• [YOUR INSTRUCTIONS] Transcribe each record exactly. Include every one.

• [DATA FOR THE TASK]
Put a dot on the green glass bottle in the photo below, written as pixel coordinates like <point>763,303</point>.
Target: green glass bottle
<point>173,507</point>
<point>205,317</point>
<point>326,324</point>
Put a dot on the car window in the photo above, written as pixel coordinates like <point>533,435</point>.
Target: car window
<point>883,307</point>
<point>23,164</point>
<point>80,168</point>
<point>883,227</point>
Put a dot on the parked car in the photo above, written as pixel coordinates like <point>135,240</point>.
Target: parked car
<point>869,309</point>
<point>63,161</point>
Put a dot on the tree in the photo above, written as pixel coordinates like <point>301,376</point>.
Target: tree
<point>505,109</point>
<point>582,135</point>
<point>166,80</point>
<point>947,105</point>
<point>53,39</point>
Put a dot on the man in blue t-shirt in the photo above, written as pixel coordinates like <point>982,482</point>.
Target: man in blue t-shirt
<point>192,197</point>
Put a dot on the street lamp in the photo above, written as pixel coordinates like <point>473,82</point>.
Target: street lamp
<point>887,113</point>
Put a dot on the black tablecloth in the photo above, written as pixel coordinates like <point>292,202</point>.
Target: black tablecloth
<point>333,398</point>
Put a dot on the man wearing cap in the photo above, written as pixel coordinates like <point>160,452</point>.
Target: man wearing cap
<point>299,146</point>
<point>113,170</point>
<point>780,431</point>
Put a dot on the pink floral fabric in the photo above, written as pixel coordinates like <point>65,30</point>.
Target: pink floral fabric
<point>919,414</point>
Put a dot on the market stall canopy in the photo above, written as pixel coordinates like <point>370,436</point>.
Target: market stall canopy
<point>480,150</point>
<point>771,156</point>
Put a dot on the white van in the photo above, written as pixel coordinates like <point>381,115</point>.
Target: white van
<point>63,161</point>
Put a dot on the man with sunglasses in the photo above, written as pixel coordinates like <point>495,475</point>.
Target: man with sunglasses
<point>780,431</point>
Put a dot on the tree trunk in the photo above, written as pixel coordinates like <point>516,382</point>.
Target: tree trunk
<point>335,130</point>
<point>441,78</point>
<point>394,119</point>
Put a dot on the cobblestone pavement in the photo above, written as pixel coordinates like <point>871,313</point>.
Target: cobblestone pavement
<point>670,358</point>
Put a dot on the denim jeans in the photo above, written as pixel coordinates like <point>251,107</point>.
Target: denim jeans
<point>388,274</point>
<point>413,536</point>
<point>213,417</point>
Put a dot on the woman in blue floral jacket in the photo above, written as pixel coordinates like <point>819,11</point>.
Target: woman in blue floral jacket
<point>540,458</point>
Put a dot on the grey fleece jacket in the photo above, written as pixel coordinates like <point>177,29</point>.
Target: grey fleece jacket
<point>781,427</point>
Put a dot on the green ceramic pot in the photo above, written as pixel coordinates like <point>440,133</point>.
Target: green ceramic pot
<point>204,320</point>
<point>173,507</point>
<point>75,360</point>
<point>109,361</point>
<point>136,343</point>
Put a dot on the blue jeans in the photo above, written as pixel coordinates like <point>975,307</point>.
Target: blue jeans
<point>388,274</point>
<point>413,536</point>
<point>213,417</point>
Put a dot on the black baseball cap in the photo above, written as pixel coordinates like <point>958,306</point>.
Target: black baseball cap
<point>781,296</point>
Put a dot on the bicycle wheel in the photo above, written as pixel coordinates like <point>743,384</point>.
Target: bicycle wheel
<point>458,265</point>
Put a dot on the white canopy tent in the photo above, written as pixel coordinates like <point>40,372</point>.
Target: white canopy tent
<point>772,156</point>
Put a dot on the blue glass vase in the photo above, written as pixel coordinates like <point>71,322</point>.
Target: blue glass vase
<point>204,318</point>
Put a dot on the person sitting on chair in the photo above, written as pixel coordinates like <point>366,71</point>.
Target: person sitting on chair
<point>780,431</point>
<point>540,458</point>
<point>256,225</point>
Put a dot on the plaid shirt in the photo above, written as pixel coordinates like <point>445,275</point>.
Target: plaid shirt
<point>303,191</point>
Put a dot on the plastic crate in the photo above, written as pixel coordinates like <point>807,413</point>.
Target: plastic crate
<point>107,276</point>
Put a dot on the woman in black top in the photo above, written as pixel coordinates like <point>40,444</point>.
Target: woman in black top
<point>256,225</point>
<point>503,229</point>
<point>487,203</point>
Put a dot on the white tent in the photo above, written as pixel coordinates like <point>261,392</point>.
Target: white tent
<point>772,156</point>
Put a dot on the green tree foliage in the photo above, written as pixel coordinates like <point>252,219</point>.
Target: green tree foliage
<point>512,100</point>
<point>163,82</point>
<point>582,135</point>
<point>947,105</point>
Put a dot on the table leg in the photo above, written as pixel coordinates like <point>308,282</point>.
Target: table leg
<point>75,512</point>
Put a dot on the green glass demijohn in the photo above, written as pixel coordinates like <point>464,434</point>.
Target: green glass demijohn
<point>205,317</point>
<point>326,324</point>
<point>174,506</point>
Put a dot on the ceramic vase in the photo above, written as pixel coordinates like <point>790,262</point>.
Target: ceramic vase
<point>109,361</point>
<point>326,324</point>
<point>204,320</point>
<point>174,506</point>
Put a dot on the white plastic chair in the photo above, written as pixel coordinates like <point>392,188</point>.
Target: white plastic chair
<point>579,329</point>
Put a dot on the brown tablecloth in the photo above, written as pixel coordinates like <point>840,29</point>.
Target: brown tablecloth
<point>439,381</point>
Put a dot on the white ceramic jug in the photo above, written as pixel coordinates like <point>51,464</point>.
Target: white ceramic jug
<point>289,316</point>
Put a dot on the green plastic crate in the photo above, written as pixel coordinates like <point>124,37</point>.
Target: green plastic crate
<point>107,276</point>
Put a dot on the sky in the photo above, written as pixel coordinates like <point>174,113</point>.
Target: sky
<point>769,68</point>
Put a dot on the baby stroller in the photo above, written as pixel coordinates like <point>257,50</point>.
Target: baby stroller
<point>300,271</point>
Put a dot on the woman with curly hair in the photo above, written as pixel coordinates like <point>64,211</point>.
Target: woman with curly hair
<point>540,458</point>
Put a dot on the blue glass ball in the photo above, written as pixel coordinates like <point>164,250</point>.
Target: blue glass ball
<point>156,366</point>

• [EXERCISE ANSWER]
Put a dot on the green glass bottle in the photo below, written as pixel coordinates like <point>763,303</point>.
Target: green glass bottle
<point>173,507</point>
<point>205,317</point>
<point>326,324</point>
Put a dot on the car window in the photo above, written as pixel coordinates like <point>533,435</point>.
Target: car window
<point>883,307</point>
<point>23,164</point>
<point>80,168</point>
<point>883,227</point>
Put a dot on the parked car in the photo above, written as pixel coordinates like <point>135,240</point>.
Target: parked car
<point>869,309</point>
<point>63,161</point>
Put a dot on the tree in the photo above, written as pixel coordinates like <point>301,376</point>.
Target: tree
<point>505,109</point>
<point>582,135</point>
<point>166,80</point>
<point>947,105</point>
<point>53,39</point>
Put a dot on the man in blue t-shirt in the photo above, written as pixel coordinates like <point>982,482</point>.
Target: man in blue t-shirt
<point>192,197</point>
Put a dot on the street lamp in the photo above, written as pixel coordinates like <point>473,82</point>.
Target: street lamp
<point>887,113</point>
Put a dot on the black tablecloth in the photo above, written as pixel coordinates like <point>292,202</point>.
Target: black tablecloth
<point>333,398</point>
Put a dot on the man wearing cap in the photo above, written as pixel coordinates like <point>160,452</point>.
Target: man wearing cap
<point>299,146</point>
<point>113,170</point>
<point>780,431</point>
Put a dot on the pink floral fabric in the photo above, written as pixel coordinates like <point>65,30</point>.
Target: pink floral fabric
<point>919,414</point>
Put a dot on the market stall canopy in the photo above, written as pixel coordinates like <point>370,436</point>.
Target: market stall canopy
<point>480,150</point>
<point>771,156</point>
Put a dot on the white van in the photo above, written as pixel coordinates like <point>381,115</point>.
Target: white van
<point>63,161</point>
Put a dot on the man with sunglasses in the photo above, written as pixel coordinates like <point>495,475</point>.
Target: man with sunglasses
<point>780,431</point>
Put a dot on the tree trunk in the photo above, written as pixel coordinates like <point>516,382</point>.
Target: tree trunk
<point>335,130</point>
<point>441,78</point>
<point>394,119</point>
Put a dot on the cobblestone pavement in the photo above, written as pixel coordinates like <point>871,313</point>.
Target: cobblestone pavement
<point>670,358</point>
Put a dot on the denim jeans in the photo above, written as pixel coordinates like <point>251,107</point>.
Target: denim jeans
<point>388,274</point>
<point>413,536</point>
<point>213,417</point>
Put a dot on the woman in blue floral jacket in the photo above, written as pixel coordinates like <point>819,11</point>.
Target: woman in blue floral jacket
<point>540,458</point>
Put a dot on the grey fleece jacket in the photo above, written as pixel coordinates like <point>177,29</point>.
Target: grey fleece jacket
<point>781,427</point>
Put a dot on the green ceramic pot in the photo above, written as pixel coordinates like <point>440,133</point>.
Target: green ceramic pot
<point>204,320</point>
<point>173,507</point>
<point>75,360</point>
<point>109,361</point>
<point>136,343</point>
Put a dot on the blue jeans in the photo above, written as pixel coordinates like <point>975,307</point>.
Target: blue jeans
<point>388,274</point>
<point>413,536</point>
<point>213,417</point>
Put a dot on the black baseball cap in the photo above, written as pixel coordinates like <point>958,306</point>.
Target: black baseball cap
<point>781,296</point>
Put a dot on the bicycle wheel in the photo above, written as pixel coordinates like <point>743,384</point>.
Target: bicycle wheel
<point>458,265</point>
Put a dot on the white canopy tent in the photo above, written as pixel coordinates like <point>40,372</point>.
Target: white canopy tent
<point>772,156</point>
Put a dot on the blue glass vase in the photo above, written as pixel coordinates like <point>71,322</point>.
Target: blue glass vase
<point>204,318</point>
Put a dot on the person sitting on chair in the photo above, written as pixel coordinates like <point>366,71</point>.
Target: person sitting on chair
<point>780,431</point>
<point>540,458</point>
<point>256,225</point>
Put a dot on the plaid shirt in the photo above, written as pixel coordinates like <point>445,275</point>.
Target: plaid shirt
<point>303,191</point>
Put a dot on the plastic crate in the photo above, written as pixel coordinates like <point>807,413</point>.
Target: plastic crate
<point>107,276</point>
Put a dot on the woman in black top in the photo above, written as pixel coordinates like <point>40,444</point>.
Target: woman in black top
<point>256,225</point>
<point>503,229</point>
<point>487,203</point>
Put a dot on the white tent in the photo above, written as pixel coordinates like <point>261,392</point>.
Target: white tent
<point>772,156</point>
Put a dot on the green tree foliage in the photo above, written as pixel coordinates like <point>252,219</point>.
Target: green tree foliage
<point>512,100</point>
<point>163,82</point>
<point>582,135</point>
<point>947,105</point>
Put a dot on the table leg in the photo above, written as pixel coordinates like <point>308,282</point>.
Target: table leg
<point>75,512</point>
Put a dot on the green glass demijohn in the photo above, written as pixel coordinates like <point>464,434</point>.
Target: green glass demijohn
<point>205,317</point>
<point>326,324</point>
<point>174,506</point>
Put a dot on the ceramic vase in the photo above, written as pixel coordinates like <point>790,262</point>.
Target: ceramic vase
<point>109,361</point>
<point>326,324</point>
<point>204,320</point>
<point>174,506</point>
Put a dot on the white plastic chair in the photo above, written as pixel coordinates like <point>392,188</point>.
Target: white plastic chair
<point>579,329</point>
Put a dot on the brown tablecloth in the photo above, written as pixel coordinates like <point>840,29</point>.
Target: brown tablecloth
<point>439,381</point>
Put a dot on the white ceramic jug in the photo above, written as pixel coordinates like <point>51,464</point>.
Target: white ceramic jug
<point>289,316</point>
Put a dot on the green plastic crate in the photo above, written as pixel coordinates like <point>124,37</point>.
Target: green plastic crate
<point>107,276</point>
Put a dot on the sky in the photo above, written as pixel coordinates like <point>174,113</point>.
Target: sky
<point>769,68</point>
Put a dot on the baby stroller in the photo above, written as pixel coordinates like <point>257,50</point>.
Target: baby stroller
<point>300,271</point>
Put a dot on the woman with curly hair in the photo above, written as pixel coordinates like <point>64,211</point>.
Target: woman with curly hair
<point>540,458</point>
Put a dot on the blue glass ball in the photo above, written as pixel coordinates like <point>164,250</point>.
Target: blue glass ball
<point>156,366</point>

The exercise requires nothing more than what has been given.